* **GESELECTEERDE PASSAGE**
++++++++++++++++++++

Partijen worden hierna aangeduid als [eiser] , het college en vergunninghouder.

Procesverloop

Op 16 mei 2023 heeft het college een omgevingsvergunning [1] verleend voor het vellen van 276 houtopstanden (hierna: de kapvergunning). Hiertegen heeft [eiser] bezwaar gemaakt.
Op 17 oktober 2023 heeft het college het bezwaar van [eiser] ongegrond verklaard en het aantal te vellen bomen verlaagd naar 184 bomen (het bestreden besluit).
[eiser] heeft tegen het bestreden besluit beroep ingesteld en de voorzieningenrechter verzocht een voorlopige voorziening te treffen.
Met een uitspraak van 24 november 2023 [2] heeft de voorzieningenrechter het verzoek om het treffen van een voorlopige voorziening afgewezen.
Het beroep is behandeld op de zitting van 31 januari 2024. [eiser] is verschenen. Het college heeft zich laten vertegenwoordigen door zijn gemachtigde, bijgestaan door [naam 3] , ecoloog. Namens vergunninghouder is [gemachtigde] verschenen.

Overwegingen

Per 1 januari 2024 is de Wabo ingetrokken en is de Omgevingswet in werking getreden. Omdat vóór die datum de aanvraag om de omgevingsvergunning is ingediend, is in deze zaak de Wabo met de onderliggende regelingen nog van toepassing. Dit volgt uit het overgangsrecht van artikel 4.3, aanhef en onder a, van de Invoeringswet Omgevingswet.

++++++++++++++++++++

* **RUWE GEGEVENS**
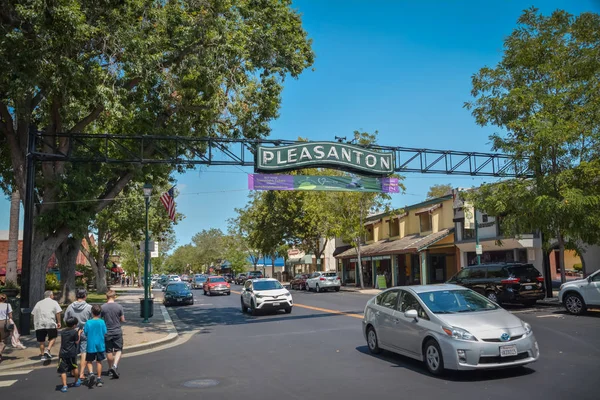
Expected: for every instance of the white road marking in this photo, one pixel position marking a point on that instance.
(18, 372)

++++++++++++++++++++

* **GEGEVEN OPDRACHT 1**
Tot hoeveel bomen heeft het college volgens de tekst over de kapvergunning het aantal te vellen bomen verlaagd?
* **GEGEVEN OPDRACHT 2**
Hoe luidt deze zin uit de tekst over de kapvergunning in het Engels: "Per 1 januari 2024 is de Wabo ingetrokken en is de Omgevingswet in werking getreden."
* **GEGEVEN OPDRACHT 3**
Kun je de tekst over de kapvergunning verder schrijven, te beginnen na de laatste zin?

* **UITKOMST OEFENING 1**
Tot 184 bomen.

* **UITKOMST OEFENING 2**
As of January 1, 2024, the Wabo was repealed and the Environment and Planning Act entered into force.

* **UITKOMST OEFENING 3**
[eiser] heeft volmachten ingebracht van omwonenden die hem machtigen in deze procedure beroep in te stellen en als hun gemachtigde op te treden. Tijdens de zitting is besproken dat [eiser] op het als beroepschrift aangemerkte verzoekschrift van 27 oktober 2023 heeft vermeld dat hij dit alleen voor zichzelf heeft ingediend en dat de volmachten (ruim) na het eindigen van de beroepstermijn van zes weken zijn ingebracht. Gelet hierop stelt de rechtbank vast dat [eiser] uitsluitend voor zichzelf beroep heeft ingesteld.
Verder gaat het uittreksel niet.